[Extracted material]:
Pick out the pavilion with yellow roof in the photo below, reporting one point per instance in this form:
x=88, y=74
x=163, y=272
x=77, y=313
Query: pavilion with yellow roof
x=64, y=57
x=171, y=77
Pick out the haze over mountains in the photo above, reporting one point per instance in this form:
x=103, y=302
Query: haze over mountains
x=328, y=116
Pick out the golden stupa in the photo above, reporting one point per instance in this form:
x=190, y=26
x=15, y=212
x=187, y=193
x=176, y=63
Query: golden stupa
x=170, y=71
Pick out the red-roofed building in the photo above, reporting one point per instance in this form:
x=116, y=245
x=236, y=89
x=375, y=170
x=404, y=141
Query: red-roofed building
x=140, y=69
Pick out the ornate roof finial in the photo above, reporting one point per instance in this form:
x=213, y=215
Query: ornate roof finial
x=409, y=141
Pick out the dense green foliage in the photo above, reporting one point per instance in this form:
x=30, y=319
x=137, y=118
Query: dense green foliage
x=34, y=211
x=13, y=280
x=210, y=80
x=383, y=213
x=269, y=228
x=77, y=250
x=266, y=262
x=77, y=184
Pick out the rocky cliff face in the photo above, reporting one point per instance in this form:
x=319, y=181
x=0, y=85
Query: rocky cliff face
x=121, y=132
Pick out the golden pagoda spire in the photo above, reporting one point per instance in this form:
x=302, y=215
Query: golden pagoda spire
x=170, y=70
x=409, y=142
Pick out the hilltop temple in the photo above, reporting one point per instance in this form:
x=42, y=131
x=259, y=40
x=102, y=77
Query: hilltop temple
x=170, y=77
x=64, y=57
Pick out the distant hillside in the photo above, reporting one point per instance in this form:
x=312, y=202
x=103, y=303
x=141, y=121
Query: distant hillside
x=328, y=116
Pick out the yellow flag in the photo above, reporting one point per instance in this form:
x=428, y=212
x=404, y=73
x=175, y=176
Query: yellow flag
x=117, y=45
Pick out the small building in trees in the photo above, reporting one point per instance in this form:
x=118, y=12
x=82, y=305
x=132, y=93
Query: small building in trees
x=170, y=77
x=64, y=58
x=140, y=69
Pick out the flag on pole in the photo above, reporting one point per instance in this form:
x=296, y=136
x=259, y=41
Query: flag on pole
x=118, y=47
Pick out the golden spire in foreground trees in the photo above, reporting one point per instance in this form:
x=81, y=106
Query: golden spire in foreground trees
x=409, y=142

[Exercise objective]:
Please transcribe the records in full, keeping every word as it is.

[Answer to the problem]:
Pick out the pavilion with yellow roof in the photo below, reporting one point per instance in this form:
x=88, y=74
x=163, y=272
x=77, y=313
Query: pavilion with yellow roof
x=64, y=57
x=171, y=77
Pick out the haze over mountains in the photo above, reporting one point per instance in this form:
x=103, y=302
Query: haze over mountains
x=328, y=116
Pick out the golden stupa in the photo above, reporting one point per instance in this form:
x=190, y=26
x=15, y=212
x=187, y=193
x=176, y=63
Query: golden stupa
x=170, y=71
Pick out the red-roofed building in the photo above, reporting one point per instance in this form:
x=116, y=245
x=236, y=89
x=375, y=170
x=404, y=141
Query: red-roofed building
x=140, y=69
Pick out the ornate roof finial in the photo above, reporting one point per instance in this form:
x=213, y=215
Query: ornate roof finial
x=409, y=141
Pick out the dense green foliage in the photo above, reporting one point per instance in this form:
x=30, y=319
x=137, y=118
Query: dense green foliage
x=34, y=211
x=13, y=280
x=210, y=80
x=383, y=213
x=269, y=228
x=77, y=250
x=266, y=262
x=77, y=184
Pick out the rocky cliff face in the photo above, reporting one point per instance in this form:
x=319, y=181
x=0, y=85
Query: rocky cliff face
x=121, y=132
Pick out the golden pagoda spire in the photo above, reporting one point per instance in this form:
x=302, y=215
Query: golden pagoda spire
x=170, y=70
x=409, y=142
Pick out the hilltop temple in the photo above, reporting one point per instance in this form:
x=42, y=131
x=259, y=40
x=102, y=77
Query: hilltop temple
x=170, y=77
x=64, y=57
Pick out the distant hillside in the photo above, reporting one point per instance in this form:
x=312, y=202
x=103, y=303
x=141, y=121
Query: distant hillside
x=328, y=116
Pick out the yellow flag in the photo above, reporting one point per instance in this form:
x=428, y=212
x=404, y=73
x=175, y=176
Query: yellow flag
x=117, y=45
Pick out the small building in trees in the photo above, reporting one point per instance in this form:
x=118, y=12
x=82, y=305
x=132, y=93
Query: small building in trees
x=170, y=77
x=64, y=58
x=140, y=69
Pick out the flag on pole in the photo above, reporting one point per instance in this form:
x=296, y=136
x=259, y=41
Query: flag on pole
x=118, y=47
Pick out the golden spire in foreground trees in the photo above, reporting one point per instance in this form:
x=81, y=106
Query: golden spire in foreground trees
x=409, y=142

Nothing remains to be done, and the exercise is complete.